Data records:
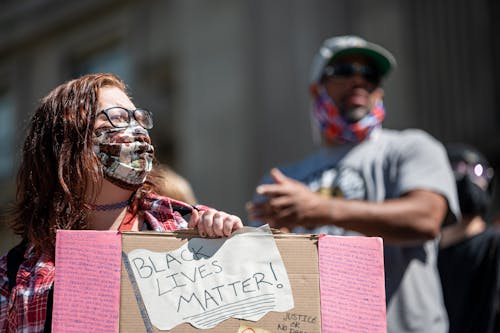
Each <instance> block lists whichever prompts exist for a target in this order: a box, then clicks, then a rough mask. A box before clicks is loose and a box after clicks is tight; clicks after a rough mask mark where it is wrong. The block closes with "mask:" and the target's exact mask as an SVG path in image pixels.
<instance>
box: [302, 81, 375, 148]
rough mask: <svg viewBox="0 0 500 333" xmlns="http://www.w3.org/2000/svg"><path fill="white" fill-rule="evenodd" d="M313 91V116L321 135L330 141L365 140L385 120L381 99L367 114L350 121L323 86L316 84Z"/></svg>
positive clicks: (313, 88)
mask: <svg viewBox="0 0 500 333" xmlns="http://www.w3.org/2000/svg"><path fill="white" fill-rule="evenodd" d="M311 93H312V95H313V98H314V100H313V103H314V104H313V108H312V113H313V117H314V119H315V121H316V124H317V125H318V128H319V130H320V131H321V135H322V136H323V138H324V139H325V140H326V141H327V142H329V143H333V142H339V143H346V142H360V141H363V140H364V139H365V138H366V137H367V136H368V135H369V134H370V133H371V131H372V130H373V129H375V128H378V127H380V124H381V123H382V121H383V120H384V117H385V109H384V104H383V103H382V101H381V100H379V101H377V102H376V103H375V105H374V107H373V108H372V109H371V110H370V112H369V113H368V114H367V115H366V116H364V117H363V118H361V119H360V120H359V121H357V122H355V123H349V122H347V121H346V120H345V119H344V117H342V115H341V114H340V111H339V109H338V108H337V106H336V105H335V103H334V102H333V100H332V99H331V98H330V96H329V95H328V93H327V92H326V90H325V88H324V87H323V86H321V85H314V86H313V87H312V88H311Z"/></svg>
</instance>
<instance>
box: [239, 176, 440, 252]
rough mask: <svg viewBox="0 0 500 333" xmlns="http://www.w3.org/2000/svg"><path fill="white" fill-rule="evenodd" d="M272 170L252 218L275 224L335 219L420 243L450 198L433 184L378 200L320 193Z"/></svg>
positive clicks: (385, 237)
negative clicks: (390, 196)
mask: <svg viewBox="0 0 500 333" xmlns="http://www.w3.org/2000/svg"><path fill="white" fill-rule="evenodd" d="M271 176H272V178H273V181H274V183H273V184H265V185H260V186H259V187H258V188H257V193H258V194H260V195H262V196H265V197H268V198H269V200H268V201H266V202H263V203H253V204H250V205H249V207H248V208H249V213H250V217H251V218H253V219H260V220H263V221H265V222H266V223H268V224H269V225H270V226H272V227H274V228H288V229H292V228H293V227H295V226H298V225H301V226H304V227H315V226H320V225H327V224H334V225H336V226H338V227H342V228H345V229H349V230H353V231H357V232H360V233H362V234H364V235H366V236H379V237H382V238H383V239H384V241H385V242H387V243H399V244H400V243H415V244H416V243H421V242H423V241H425V240H429V239H433V238H435V237H437V235H438V234H439V232H440V228H441V224H442V222H443V221H444V219H445V217H446V214H447V211H448V204H447V201H446V199H445V198H444V197H443V196H442V195H440V194H438V193H435V192H432V191H429V190H413V191H410V192H408V193H406V194H405V195H403V196H402V197H400V198H397V199H391V200H386V201H384V202H380V203H377V202H368V201H361V200H347V199H343V198H330V197H325V196H321V195H319V194H317V193H314V192H312V191H311V190H309V188H308V187H307V186H305V185H304V184H302V183H300V182H298V181H296V180H293V179H291V178H288V177H286V176H285V175H283V174H282V173H281V172H280V171H279V170H277V169H273V170H272V171H271Z"/></svg>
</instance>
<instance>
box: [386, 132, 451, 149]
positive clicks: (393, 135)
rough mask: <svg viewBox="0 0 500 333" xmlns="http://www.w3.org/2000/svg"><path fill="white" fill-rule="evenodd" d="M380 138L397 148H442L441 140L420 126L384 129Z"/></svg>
mask: <svg viewBox="0 0 500 333" xmlns="http://www.w3.org/2000/svg"><path fill="white" fill-rule="evenodd" d="M380 140H381V141H383V142H384V143H385V144H386V145H388V146H389V147H392V148H393V149H395V150H401V149H403V150H406V149H427V148H429V147H436V148H438V147H441V148H442V144H441V142H439V141H438V140H437V139H436V138H434V137H433V136H432V135H431V134H430V133H428V132H426V131H424V130H421V129H418V128H408V129H403V130H393V129H384V130H383V131H382V132H381V134H380ZM441 148H438V149H441Z"/></svg>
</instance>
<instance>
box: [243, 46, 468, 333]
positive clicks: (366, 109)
mask: <svg viewBox="0 0 500 333" xmlns="http://www.w3.org/2000/svg"><path fill="white" fill-rule="evenodd" d="M395 66H396V61H395V59H394V57H393V55H392V54H391V53H390V52H389V51H388V50H386V49H385V48H383V47H381V46H379V45H376V44H374V43H370V42H368V41H366V40H364V39H362V38H359V37H357V36H339V37H333V38H329V39H327V40H325V41H324V42H323V44H322V46H321V47H320V49H319V51H318V53H317V54H316V56H315V58H314V60H313V64H312V69H311V86H310V92H311V95H312V119H313V121H314V124H315V129H316V130H317V131H318V134H319V136H320V137H321V141H322V146H321V148H320V149H319V150H318V151H317V152H315V153H313V154H312V155H310V156H309V157H307V158H305V159H303V160H301V161H299V162H297V163H293V164H290V165H287V166H284V167H282V168H280V169H277V168H274V169H272V170H271V171H270V175H268V176H267V177H265V178H264V179H263V181H262V183H261V185H259V186H258V187H257V188H256V196H255V198H254V200H253V201H252V202H251V203H248V204H247V210H248V213H249V217H250V220H251V221H253V222H251V223H252V224H254V225H255V224H257V223H268V224H269V225H270V226H272V227H275V228H281V229H286V230H291V231H292V232H298V233H316V234H319V233H325V234H332V235H360V234H362V235H366V236H378V237H382V238H383V241H384V261H385V279H386V303H387V327H388V332H390V333H396V332H397V333H401V332H422V333H424V332H425V333H429V332H443V333H444V332H447V331H448V319H447V315H446V310H445V308H444V302H443V299H442V291H441V284H440V280H439V274H438V271H437V249H438V248H437V239H438V236H439V233H440V230H441V226H442V224H443V223H444V222H445V221H449V222H450V223H451V222H455V220H456V216H458V215H459V214H460V213H459V208H458V200H457V197H456V190H455V183H454V179H453V175H452V172H451V170H450V166H449V164H448V161H447V158H446V153H445V150H444V147H443V146H442V144H441V143H439V142H438V141H437V140H435V139H434V138H432V137H431V136H430V135H429V134H427V133H425V132H423V131H421V130H417V129H408V130H404V131H395V130H388V129H383V128H382V125H381V124H382V121H383V119H384V116H385V109H384V105H383V95H384V91H383V89H382V80H383V79H385V78H386V77H387V75H388V74H389V72H390V71H391V70H392V69H394V68H395Z"/></svg>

Try it: Rewrite all of the material above with every "rough mask" changed to "coarse mask" and nothing else altered, leaving out the picture.

Written solution:
Each <instance> block lists whichever prompts exist for a target in this order: a box, then clicks, then a coarse mask. A box before clicks is loose and a box after clicks is tight; clicks after a coarse mask mark where it is wrong. The block closes with "mask:" and the target's exact mask as an SVG path in image pixels.
<instance>
box: [302, 81, 375, 148]
coarse mask: <svg viewBox="0 0 500 333" xmlns="http://www.w3.org/2000/svg"><path fill="white" fill-rule="evenodd" d="M313 91V116L321 135L330 141L365 140L385 120L381 99L367 114L350 121L323 86L316 84Z"/></svg>
positive clicks: (313, 88)
mask: <svg viewBox="0 0 500 333" xmlns="http://www.w3.org/2000/svg"><path fill="white" fill-rule="evenodd" d="M311 93H312V95H313V98H314V100H313V103H314V104H313V108H312V113H313V117H314V119H315V121H316V124H317V125H318V128H319V130H320V131H321V135H322V136H323V138H324V139H325V140H326V141H327V142H329V143H333V142H339V143H346V142H360V141H363V140H364V139H365V138H366V137H367V136H368V135H369V134H370V133H371V131H372V130H373V129H375V128H378V127H380V124H381V123H382V121H383V120H384V117H385V109H384V104H383V103H382V101H381V100H379V101H377V102H376V103H375V105H374V107H373V108H372V109H371V110H370V112H369V113H368V114H367V115H366V116H364V117H363V118H361V119H360V120H359V121H357V122H355V123H349V122H347V121H346V120H345V119H344V117H342V115H341V114H340V111H339V109H338V108H337V106H336V105H335V103H334V102H333V100H332V99H331V98H330V96H329V95H328V93H327V92H326V90H325V88H324V87H323V86H321V85H314V86H313V87H312V88H311Z"/></svg>
</instance>
<instance>
box: [239, 176, 440, 252]
coarse mask: <svg viewBox="0 0 500 333" xmlns="http://www.w3.org/2000/svg"><path fill="white" fill-rule="evenodd" d="M272 170L252 218L275 224L335 219L420 243L450 198L433 184L378 200L320 193Z"/></svg>
positive clicks: (385, 237)
negative clicks: (390, 196)
mask: <svg viewBox="0 0 500 333" xmlns="http://www.w3.org/2000/svg"><path fill="white" fill-rule="evenodd" d="M271 176H272V178H273V181H274V183H273V184H265V185H260V186H259V187H258V188H257V193H258V194H260V195H262V196H265V197H268V198H269V200H268V201H266V202H263V203H253V204H250V205H249V207H248V208H249V213H250V217H251V218H253V219H260V220H263V221H265V222H266V223H268V224H269V225H270V226H272V227H274V228H288V229H292V228H293V227H295V226H298V225H301V226H304V227H315V226H320V225H327V224H334V225H336V226H338V227H342V228H345V229H349V230H353V231H357V232H360V233H362V234H364V235H366V236H379V237H382V238H383V239H384V241H385V242H387V243H399V244H400V243H415V244H416V243H421V242H423V241H425V240H429V239H433V238H435V237H437V235H438V234H439V232H440V228H441V224H442V222H443V221H444V219H445V217H446V214H447V211H448V204H447V201H446V199H445V198H444V197H443V196H442V195H440V194H438V193H435V192H432V191H429V190H413V191H410V192H408V193H406V194H405V195H403V196H402V197H400V198H397V199H391V200H386V201H384V202H380V203H377V202H368V201H361V200H347V199H343V198H330V197H325V196H321V195H319V194H317V193H314V192H312V191H311V190H309V188H308V187H307V186H305V185H304V184H302V183H300V182H298V181H296V180H293V179H291V178H288V177H286V176H285V175H283V174H282V173H281V172H280V171H279V170H277V169H273V170H272V171H271Z"/></svg>
</instance>
<instance>
box: [386, 132, 451, 149]
positive clicks: (393, 135)
coarse mask: <svg viewBox="0 0 500 333" xmlns="http://www.w3.org/2000/svg"><path fill="white" fill-rule="evenodd" d="M380 138L397 148H442L441 140L420 126L384 129Z"/></svg>
mask: <svg viewBox="0 0 500 333" xmlns="http://www.w3.org/2000/svg"><path fill="white" fill-rule="evenodd" d="M380 140H381V141H383V142H384V143H385V144H386V145H388V146H389V147H392V148H393V149H395V150H401V149H403V150H406V149H427V148H429V147H436V148H438V147H441V148H442V144H441V142H439V141H438V140H437V139H436V138H434V137H433V136H432V135H431V134H430V133H428V132H426V131H424V130H421V129H418V128H408V129H403V130H393V129H384V130H383V131H382V132H381V134H380ZM441 148H438V149H441Z"/></svg>
</instance>
<instance>
box: [243, 46, 468, 333]
positive clicks: (366, 109)
mask: <svg viewBox="0 0 500 333" xmlns="http://www.w3.org/2000/svg"><path fill="white" fill-rule="evenodd" d="M395 66H396V61H395V59H394V57H393V55H392V54H391V53H390V52H389V51H388V50H386V49H385V48H383V47H381V46H379V45H376V44H374V43H370V42H368V41H366V40H364V39H362V38H359V37H357V36H339V37H333V38H329V39H327V40H325V41H324V42H323V44H322V46H321V47H320V49H319V51H318V53H317V54H316V56H315V58H314V60H313V64H312V69H311V86H310V92H311V95H312V119H313V121H314V124H315V129H316V130H317V131H318V134H319V136H320V137H321V141H322V146H321V148H320V149H319V150H318V151H317V152H315V153H313V154H312V155H310V156H309V157H307V158H305V159H303V160H301V161H299V162H297V163H293V164H290V165H287V166H284V167H282V168H280V169H277V168H274V169H272V170H271V171H270V175H268V176H267V177H265V178H264V179H263V181H262V183H261V185H259V186H258V187H257V188H256V196H255V198H254V200H253V201H252V202H251V203H248V204H247V210H248V213H249V217H250V220H251V221H253V222H251V223H252V224H254V225H255V224H257V223H268V224H269V225H270V226H272V227H275V228H281V229H286V230H291V231H292V232H298V233H316V234H319V233H325V234H332V235H360V234H362V235H366V236H378V237H382V238H383V241H384V261H385V279H386V303H387V327H388V332H390V333H396V332H397V333H401V332H422V333H424V332H425V333H429V332H443V333H444V332H447V331H448V319H447V315H446V310H445V308H444V302H443V299H442V291H441V284H440V280H439V274H438V271H437V249H438V248H437V239H438V236H439V233H440V230H441V226H442V224H443V223H444V222H445V221H449V222H450V223H451V222H455V220H456V216H458V215H459V214H460V213H459V208H458V200H457V197H456V190H455V183H454V179H453V175H452V172H451V170H450V166H449V164H448V161H447V158H446V153H445V150H444V147H443V146H442V144H441V143H439V142H438V141H437V140H435V139H434V138H432V137H431V136H430V135H429V134H427V133H425V132H423V131H421V130H417V129H408V130H404V131H395V130H388V129H383V128H382V125H381V124H382V121H383V119H384V116H385V109H384V105H383V95H384V91H383V89H382V80H383V79H385V78H386V77H387V75H388V74H389V72H390V71H391V70H392V69H394V68H395Z"/></svg>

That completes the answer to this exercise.